* _Request_:
Rewrite the items from the line containing "label_query: crowd of dancers" through the line containing "[301,73,344,108]", inclusive. Keep every line in that span unchanged except that each box coordinate is offset by 97.

___ Data entries ___

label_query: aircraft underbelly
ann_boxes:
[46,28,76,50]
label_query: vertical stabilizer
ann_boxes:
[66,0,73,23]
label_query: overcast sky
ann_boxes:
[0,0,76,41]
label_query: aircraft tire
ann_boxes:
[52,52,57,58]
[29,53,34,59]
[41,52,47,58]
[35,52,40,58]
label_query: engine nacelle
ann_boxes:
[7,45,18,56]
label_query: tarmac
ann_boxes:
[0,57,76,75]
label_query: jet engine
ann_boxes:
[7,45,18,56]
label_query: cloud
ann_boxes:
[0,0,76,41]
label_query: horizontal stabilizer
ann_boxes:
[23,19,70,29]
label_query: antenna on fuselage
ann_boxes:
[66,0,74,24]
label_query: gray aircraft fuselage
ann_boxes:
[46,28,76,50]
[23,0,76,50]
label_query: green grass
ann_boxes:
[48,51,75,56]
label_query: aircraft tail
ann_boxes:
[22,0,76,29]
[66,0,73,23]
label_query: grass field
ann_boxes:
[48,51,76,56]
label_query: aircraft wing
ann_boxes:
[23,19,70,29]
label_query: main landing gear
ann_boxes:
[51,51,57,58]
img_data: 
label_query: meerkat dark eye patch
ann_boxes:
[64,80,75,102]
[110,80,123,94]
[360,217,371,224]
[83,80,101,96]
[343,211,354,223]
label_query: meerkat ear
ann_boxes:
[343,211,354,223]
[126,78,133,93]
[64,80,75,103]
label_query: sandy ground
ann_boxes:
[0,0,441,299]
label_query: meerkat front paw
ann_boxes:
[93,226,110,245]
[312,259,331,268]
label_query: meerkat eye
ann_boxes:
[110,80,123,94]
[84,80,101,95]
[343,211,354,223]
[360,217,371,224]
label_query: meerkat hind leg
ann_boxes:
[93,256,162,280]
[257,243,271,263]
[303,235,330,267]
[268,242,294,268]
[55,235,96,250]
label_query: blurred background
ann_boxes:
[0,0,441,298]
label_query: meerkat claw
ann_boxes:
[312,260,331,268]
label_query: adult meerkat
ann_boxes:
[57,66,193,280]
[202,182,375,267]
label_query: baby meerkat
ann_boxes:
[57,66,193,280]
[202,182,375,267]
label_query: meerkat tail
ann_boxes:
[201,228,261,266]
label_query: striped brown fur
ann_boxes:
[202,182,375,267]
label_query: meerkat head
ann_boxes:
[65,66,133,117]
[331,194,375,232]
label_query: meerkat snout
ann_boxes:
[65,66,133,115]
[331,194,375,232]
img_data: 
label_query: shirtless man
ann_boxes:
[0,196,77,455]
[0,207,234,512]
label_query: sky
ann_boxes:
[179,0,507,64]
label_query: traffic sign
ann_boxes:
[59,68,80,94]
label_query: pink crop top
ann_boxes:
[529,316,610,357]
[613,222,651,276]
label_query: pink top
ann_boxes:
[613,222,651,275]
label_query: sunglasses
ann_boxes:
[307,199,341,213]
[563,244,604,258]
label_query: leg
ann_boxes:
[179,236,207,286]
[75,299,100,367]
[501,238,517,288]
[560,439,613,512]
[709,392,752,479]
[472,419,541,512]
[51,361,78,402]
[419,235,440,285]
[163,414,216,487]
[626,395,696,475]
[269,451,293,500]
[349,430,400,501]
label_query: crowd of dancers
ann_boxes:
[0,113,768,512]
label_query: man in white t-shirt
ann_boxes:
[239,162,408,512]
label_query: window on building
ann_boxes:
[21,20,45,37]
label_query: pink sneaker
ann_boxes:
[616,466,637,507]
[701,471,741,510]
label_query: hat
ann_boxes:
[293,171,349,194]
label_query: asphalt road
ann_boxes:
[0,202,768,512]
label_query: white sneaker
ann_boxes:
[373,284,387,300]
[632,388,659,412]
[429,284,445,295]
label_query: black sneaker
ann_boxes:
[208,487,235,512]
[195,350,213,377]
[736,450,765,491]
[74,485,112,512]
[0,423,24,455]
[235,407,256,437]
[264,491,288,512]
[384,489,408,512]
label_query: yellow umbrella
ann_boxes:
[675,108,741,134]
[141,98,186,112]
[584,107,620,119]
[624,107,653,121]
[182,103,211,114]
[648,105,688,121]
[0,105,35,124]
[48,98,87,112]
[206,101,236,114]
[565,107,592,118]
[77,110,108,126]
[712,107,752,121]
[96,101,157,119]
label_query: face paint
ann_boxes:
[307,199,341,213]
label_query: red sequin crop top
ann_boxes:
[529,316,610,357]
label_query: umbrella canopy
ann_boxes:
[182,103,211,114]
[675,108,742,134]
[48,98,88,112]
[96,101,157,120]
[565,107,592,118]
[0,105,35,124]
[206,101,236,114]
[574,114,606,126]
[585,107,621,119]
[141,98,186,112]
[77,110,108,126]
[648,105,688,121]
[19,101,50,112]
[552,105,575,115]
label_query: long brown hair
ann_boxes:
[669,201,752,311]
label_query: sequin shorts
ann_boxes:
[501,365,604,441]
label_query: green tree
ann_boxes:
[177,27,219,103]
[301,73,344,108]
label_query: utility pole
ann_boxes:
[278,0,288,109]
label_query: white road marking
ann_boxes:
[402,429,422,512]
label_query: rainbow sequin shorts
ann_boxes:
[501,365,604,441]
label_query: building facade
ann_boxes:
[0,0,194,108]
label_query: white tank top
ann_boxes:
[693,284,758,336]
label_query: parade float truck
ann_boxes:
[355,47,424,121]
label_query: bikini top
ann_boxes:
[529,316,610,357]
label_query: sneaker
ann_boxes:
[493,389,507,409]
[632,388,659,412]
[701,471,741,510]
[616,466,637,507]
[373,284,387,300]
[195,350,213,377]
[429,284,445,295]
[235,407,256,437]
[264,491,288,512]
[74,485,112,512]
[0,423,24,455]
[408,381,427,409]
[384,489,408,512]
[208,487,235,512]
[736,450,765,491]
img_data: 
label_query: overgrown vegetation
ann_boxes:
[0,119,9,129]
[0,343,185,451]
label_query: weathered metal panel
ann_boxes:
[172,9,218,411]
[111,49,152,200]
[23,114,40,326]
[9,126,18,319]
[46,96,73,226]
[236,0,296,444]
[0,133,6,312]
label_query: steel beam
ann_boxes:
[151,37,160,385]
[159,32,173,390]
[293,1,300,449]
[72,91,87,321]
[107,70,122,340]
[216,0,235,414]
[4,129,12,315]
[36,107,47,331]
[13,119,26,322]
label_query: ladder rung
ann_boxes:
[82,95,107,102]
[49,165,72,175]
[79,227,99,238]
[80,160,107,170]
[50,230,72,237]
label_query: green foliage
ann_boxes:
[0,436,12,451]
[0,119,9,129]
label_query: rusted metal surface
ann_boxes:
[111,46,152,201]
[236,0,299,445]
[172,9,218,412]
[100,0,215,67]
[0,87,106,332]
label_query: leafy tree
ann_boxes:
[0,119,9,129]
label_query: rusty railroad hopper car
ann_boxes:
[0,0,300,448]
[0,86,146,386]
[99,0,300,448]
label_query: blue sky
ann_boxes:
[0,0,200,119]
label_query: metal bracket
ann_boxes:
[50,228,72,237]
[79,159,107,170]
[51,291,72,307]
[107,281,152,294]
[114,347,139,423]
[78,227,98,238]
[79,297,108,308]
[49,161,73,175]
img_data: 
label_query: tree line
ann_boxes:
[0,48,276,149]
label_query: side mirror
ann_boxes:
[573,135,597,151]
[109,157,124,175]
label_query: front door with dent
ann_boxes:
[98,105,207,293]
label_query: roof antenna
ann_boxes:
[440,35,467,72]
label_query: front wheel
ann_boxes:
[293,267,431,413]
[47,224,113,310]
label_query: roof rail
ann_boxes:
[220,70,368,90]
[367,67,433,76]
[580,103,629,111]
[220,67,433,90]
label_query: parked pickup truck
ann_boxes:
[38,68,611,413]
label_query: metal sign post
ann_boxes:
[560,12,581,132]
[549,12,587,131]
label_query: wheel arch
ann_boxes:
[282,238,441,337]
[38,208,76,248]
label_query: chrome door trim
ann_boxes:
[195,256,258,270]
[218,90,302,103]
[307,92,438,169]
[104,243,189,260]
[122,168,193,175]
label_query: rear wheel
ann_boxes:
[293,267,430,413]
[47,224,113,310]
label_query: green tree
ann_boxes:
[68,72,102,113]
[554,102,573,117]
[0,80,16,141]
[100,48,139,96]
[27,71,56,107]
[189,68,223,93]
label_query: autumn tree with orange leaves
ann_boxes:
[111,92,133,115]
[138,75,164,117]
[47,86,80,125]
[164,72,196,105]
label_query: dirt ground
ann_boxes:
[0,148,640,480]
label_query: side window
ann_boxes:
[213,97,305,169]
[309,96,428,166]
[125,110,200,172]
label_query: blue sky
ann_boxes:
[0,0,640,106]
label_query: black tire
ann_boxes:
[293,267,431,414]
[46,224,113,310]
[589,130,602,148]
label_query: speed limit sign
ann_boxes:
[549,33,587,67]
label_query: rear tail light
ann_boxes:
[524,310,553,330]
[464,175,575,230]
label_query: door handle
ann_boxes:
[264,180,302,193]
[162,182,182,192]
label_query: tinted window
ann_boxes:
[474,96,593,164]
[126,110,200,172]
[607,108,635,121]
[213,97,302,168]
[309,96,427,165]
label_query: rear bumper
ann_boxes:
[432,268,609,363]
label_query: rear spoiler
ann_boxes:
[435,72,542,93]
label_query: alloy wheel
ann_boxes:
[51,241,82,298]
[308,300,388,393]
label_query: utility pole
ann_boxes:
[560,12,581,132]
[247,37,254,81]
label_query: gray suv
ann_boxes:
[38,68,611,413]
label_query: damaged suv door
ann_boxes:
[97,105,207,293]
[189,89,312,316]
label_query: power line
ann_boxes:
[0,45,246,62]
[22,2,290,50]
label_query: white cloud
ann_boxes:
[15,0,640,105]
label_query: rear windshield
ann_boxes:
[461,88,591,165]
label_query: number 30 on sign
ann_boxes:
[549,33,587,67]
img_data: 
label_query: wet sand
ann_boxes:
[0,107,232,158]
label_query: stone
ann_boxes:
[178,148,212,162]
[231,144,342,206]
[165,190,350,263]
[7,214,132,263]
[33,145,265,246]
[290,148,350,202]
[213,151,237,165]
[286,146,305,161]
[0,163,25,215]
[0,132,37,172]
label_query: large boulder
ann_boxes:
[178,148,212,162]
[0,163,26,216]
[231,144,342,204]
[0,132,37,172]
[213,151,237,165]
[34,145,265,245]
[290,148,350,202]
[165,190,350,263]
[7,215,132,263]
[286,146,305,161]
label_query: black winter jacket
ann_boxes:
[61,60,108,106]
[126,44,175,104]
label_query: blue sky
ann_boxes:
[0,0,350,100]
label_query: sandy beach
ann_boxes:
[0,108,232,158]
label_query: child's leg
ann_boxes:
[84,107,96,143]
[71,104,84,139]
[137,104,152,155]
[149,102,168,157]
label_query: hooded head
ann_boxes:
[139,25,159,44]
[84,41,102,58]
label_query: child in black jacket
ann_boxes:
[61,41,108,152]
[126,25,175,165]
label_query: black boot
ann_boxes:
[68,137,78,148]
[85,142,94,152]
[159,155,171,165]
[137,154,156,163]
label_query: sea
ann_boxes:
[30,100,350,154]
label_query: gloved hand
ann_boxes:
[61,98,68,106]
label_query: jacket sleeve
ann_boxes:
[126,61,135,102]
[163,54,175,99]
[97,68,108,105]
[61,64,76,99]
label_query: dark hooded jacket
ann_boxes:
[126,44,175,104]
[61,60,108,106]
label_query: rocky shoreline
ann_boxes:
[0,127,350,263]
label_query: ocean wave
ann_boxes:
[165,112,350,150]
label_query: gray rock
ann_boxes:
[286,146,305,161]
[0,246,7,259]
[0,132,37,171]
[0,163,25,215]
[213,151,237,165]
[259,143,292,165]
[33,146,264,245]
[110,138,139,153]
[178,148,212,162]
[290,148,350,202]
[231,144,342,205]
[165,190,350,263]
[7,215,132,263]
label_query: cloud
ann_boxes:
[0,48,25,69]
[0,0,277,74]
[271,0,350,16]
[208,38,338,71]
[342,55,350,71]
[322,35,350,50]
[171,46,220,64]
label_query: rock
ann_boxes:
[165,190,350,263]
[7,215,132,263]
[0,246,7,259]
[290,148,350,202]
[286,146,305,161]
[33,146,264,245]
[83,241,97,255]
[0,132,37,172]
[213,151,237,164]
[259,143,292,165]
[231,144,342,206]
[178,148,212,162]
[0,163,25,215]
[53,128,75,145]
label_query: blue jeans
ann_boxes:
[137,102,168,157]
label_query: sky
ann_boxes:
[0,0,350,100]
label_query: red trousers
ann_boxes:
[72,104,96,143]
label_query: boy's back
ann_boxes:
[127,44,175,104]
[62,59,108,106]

___

* _The reply_:
label_query: crowd of dancers
ann_boxes:
[97,210,865,609]
label_query: man in white t-shirt
ann_boxes:
[336,259,505,609]
label_query: window on building
ann_boxes:
[118,117,142,134]
label_query: pink sneaker
ann_boxes:
[713,563,734,604]
[798,568,838,607]
label_query: hat
ann_boxes:
[390,268,446,291]
label_query: asphalt road
ann_boxes:
[97,299,865,609]
label_query: white sneaker
ann_boxes:
[470,381,484,397]
[729,485,756,509]
[526,381,542,392]
label_query: black sneaker
ann_boxes:
[305,584,332,609]
[292,447,310,474]
[833,547,862,588]
[171,582,209,609]
[97,520,121,552]
[332,504,353,534]
[361,588,385,609]
[481,586,505,609]
label_query: yellow umbrella
ann_boxes:
[772,205,838,231]
[238,195,283,209]
[681,204,717,216]
[721,204,750,218]
[279,200,308,211]
[745,202,785,218]
[97,202,132,221]
[145,195,184,209]
[303,198,333,211]
[662,204,689,215]
[174,207,205,223]
[809,204,849,218]
[193,198,254,216]
label_query: face paint
ann_boxes:
[404,296,438,310]
label_query: red sequin crop top
ann_boxes:
[626,413,707,454]
label_query: umbrella canopy
ann_boxes:
[279,200,308,211]
[772,205,839,231]
[145,195,185,209]
[193,198,254,217]
[662,204,689,215]
[97,202,132,221]
[303,198,333,211]
[671,211,703,223]
[682,204,718,216]
[238,195,283,209]
[174,207,205,223]
[745,202,785,218]
[116,198,147,209]
[649,202,672,212]
label_query: long brown hair
ann_boxes:
[766,298,849,408]
label_query: sequin shorts
ann_boxes:
[598,462,701,538]
label_query: green tree
ann_boxes:
[274,124,316,200]
[398,170,441,205]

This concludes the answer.